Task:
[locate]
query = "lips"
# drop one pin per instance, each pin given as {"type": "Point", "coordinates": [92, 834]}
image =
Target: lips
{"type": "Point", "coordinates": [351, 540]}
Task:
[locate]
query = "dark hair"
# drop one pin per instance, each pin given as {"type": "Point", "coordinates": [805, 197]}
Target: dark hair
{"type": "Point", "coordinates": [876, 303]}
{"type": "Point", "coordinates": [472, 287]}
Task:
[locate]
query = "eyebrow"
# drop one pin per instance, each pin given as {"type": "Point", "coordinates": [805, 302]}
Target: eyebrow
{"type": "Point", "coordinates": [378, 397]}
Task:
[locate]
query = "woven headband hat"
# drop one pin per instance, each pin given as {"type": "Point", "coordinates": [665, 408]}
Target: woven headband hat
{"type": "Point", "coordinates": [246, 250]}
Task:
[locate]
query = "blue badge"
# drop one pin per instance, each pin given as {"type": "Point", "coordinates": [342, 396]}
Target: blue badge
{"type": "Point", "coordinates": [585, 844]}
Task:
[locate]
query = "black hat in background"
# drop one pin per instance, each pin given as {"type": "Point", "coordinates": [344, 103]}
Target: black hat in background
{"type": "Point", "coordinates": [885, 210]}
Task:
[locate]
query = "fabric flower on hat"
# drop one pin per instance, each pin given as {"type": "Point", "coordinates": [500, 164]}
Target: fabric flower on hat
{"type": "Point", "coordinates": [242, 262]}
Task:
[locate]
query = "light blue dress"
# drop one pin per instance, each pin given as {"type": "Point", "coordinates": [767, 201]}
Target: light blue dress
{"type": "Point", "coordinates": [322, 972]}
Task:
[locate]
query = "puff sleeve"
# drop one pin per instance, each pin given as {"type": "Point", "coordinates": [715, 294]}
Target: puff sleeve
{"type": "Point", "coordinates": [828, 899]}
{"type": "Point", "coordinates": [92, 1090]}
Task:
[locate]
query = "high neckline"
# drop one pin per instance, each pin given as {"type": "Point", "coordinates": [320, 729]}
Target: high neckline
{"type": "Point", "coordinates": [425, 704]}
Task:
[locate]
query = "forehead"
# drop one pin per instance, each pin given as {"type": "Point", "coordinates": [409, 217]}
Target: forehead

WORK INSTRUCTION: A line belongs in the answer if it contains the word "query"; please copy each such line from the material.

WORKED SOLUTION:
query = "lips"
query = "dark hair"
query = "eyebrow"
query = "woven headband hat"
query = "blue badge"
query = "black hat in background"
query = "fabric flower on hat"
query = "light blue dress"
query = "puff sleeve"
query = "high neckline"
query = "forehead"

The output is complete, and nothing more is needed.